**RECORDS FOR THE TASK:**
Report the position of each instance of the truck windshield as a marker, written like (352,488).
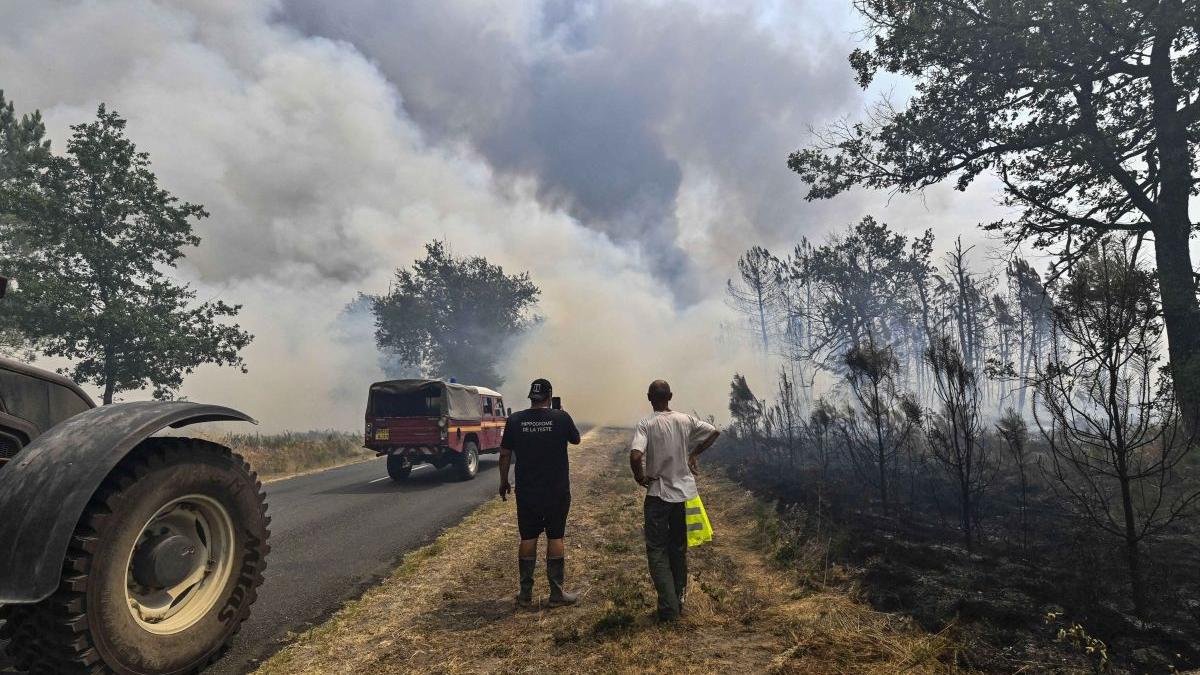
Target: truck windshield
(411,404)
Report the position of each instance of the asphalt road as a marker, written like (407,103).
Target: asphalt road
(334,533)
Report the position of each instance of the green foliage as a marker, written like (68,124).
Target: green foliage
(90,237)
(449,316)
(23,147)
(858,284)
(1089,113)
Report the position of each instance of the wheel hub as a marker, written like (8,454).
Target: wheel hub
(167,560)
(180,563)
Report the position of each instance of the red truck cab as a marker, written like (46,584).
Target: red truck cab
(433,422)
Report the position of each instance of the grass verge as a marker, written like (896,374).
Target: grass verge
(449,607)
(282,455)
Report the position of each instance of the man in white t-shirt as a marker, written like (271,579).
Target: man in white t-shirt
(669,442)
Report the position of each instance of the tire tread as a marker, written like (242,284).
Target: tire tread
(53,635)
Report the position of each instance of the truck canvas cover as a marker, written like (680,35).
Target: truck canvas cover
(457,401)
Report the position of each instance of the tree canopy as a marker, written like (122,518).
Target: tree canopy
(90,236)
(454,317)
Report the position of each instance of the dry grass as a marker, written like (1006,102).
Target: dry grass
(283,455)
(449,608)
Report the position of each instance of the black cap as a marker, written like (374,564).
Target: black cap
(540,389)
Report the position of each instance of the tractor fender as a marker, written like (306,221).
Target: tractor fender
(45,489)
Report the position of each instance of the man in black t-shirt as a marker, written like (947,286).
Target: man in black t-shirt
(538,437)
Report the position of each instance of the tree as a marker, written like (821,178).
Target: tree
(955,431)
(759,294)
(90,237)
(888,416)
(454,317)
(745,410)
(857,281)
(1015,432)
(1111,422)
(1087,112)
(23,147)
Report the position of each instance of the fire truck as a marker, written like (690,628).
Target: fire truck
(432,422)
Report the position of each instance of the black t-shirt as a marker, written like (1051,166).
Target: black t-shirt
(538,438)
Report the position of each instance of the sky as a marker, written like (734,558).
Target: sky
(624,153)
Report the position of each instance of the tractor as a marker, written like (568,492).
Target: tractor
(123,549)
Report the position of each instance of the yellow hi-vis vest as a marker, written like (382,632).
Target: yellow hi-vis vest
(700,530)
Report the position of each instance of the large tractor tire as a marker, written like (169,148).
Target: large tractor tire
(467,463)
(161,572)
(399,467)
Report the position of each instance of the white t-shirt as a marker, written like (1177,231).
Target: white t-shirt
(666,437)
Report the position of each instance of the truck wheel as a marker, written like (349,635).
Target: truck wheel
(161,569)
(467,463)
(399,467)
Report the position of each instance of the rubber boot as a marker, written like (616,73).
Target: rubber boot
(527,565)
(556,568)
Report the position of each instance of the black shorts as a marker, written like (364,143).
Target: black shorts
(543,513)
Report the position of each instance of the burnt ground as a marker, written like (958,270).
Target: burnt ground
(1003,602)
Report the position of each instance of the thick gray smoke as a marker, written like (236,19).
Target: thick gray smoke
(609,107)
(623,153)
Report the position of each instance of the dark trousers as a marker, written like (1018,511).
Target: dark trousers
(666,549)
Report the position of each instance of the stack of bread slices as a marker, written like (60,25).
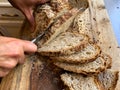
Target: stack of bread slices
(86,65)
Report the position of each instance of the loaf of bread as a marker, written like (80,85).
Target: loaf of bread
(68,43)
(95,67)
(65,44)
(59,12)
(87,54)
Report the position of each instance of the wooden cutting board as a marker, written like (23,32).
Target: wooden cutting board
(98,22)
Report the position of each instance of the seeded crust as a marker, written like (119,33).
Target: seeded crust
(90,68)
(81,82)
(65,44)
(46,13)
(107,59)
(79,57)
(108,79)
(60,25)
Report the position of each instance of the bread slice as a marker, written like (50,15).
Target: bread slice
(80,82)
(87,54)
(62,12)
(94,67)
(65,44)
(108,79)
(107,59)
(46,13)
(61,25)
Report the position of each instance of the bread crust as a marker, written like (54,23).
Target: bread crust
(65,58)
(73,68)
(67,51)
(114,82)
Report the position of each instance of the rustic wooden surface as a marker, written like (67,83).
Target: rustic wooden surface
(102,33)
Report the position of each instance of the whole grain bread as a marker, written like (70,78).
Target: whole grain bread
(65,44)
(80,82)
(87,54)
(62,12)
(108,79)
(61,25)
(94,67)
(46,13)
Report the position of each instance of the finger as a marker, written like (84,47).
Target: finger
(28,12)
(4,72)
(29,46)
(9,63)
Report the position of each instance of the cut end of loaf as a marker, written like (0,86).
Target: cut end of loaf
(65,44)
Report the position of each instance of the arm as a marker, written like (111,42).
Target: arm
(12,53)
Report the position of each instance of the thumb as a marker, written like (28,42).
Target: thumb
(29,15)
(29,46)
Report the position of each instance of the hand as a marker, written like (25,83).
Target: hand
(12,53)
(26,6)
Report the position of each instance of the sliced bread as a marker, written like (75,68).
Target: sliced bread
(65,44)
(46,13)
(87,54)
(108,79)
(94,67)
(61,25)
(80,82)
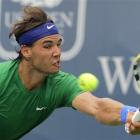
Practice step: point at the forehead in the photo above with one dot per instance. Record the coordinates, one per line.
(55, 37)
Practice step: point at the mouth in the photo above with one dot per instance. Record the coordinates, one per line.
(57, 64)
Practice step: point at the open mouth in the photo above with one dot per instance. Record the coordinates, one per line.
(57, 64)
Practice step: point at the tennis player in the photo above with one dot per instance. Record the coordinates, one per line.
(32, 85)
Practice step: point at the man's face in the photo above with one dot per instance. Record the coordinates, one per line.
(45, 54)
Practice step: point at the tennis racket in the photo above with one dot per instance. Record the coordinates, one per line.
(136, 73)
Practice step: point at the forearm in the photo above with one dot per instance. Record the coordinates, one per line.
(108, 111)
(104, 110)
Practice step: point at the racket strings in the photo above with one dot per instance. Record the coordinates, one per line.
(136, 70)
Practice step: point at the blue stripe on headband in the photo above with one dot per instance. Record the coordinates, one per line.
(37, 33)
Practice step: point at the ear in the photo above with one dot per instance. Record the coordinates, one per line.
(26, 51)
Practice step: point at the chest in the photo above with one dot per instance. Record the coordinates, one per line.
(20, 111)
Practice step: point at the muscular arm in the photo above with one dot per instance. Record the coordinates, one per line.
(105, 110)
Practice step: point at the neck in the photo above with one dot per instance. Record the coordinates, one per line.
(30, 77)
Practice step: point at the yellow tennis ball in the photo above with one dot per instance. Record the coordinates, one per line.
(88, 82)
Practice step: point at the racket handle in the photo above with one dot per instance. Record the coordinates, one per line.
(136, 116)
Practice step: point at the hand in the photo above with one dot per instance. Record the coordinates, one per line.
(132, 128)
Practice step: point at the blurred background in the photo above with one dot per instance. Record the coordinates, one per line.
(101, 37)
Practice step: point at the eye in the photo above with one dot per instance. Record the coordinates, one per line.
(48, 45)
(60, 43)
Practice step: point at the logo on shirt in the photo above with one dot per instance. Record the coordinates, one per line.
(41, 108)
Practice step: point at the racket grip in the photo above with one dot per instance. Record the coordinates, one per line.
(136, 116)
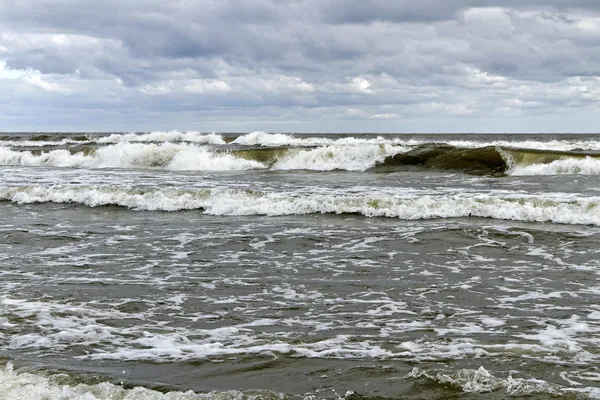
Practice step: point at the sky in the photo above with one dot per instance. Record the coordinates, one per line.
(300, 65)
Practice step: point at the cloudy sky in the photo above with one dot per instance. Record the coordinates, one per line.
(300, 65)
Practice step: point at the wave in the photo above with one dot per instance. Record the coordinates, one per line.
(259, 150)
(171, 136)
(171, 156)
(18, 385)
(185, 156)
(482, 381)
(567, 166)
(265, 139)
(557, 208)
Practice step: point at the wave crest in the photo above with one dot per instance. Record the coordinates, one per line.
(222, 201)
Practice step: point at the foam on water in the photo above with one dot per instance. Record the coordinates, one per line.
(581, 166)
(350, 158)
(171, 136)
(558, 208)
(185, 156)
(260, 138)
(133, 155)
(27, 386)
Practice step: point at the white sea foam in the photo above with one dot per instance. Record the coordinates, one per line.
(581, 166)
(133, 155)
(351, 158)
(482, 381)
(172, 136)
(556, 208)
(259, 138)
(16, 385)
(186, 156)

**ACTIVITY:**
Your answer must be the lines above from the one containing "Report the position of each instance of the tractor as" to the one containing "Report the position of each instance of the truck wheel", both included, restated word for word.

**COMPLETED EXERCISE:**
Report the position of each instance of the tractor as a marker, written like (568,492).
Target: tractor
(123,549)
Report the position of each instance of the yellow hi-vis vest as a marker, written like (382,632).
Target: yellow hi-vis vest
(700,530)
Report the position of each instance of the large tractor tire as a marker, written like (169,148).
Target: large tractor tire
(467,463)
(161,572)
(399,467)
Report the position of each instance of the white t-shirt as a marker, written like (1177,231).
Target: white t-shirt
(666,437)
Report the position of each instance of the truck wheel as a marker, written like (349,635).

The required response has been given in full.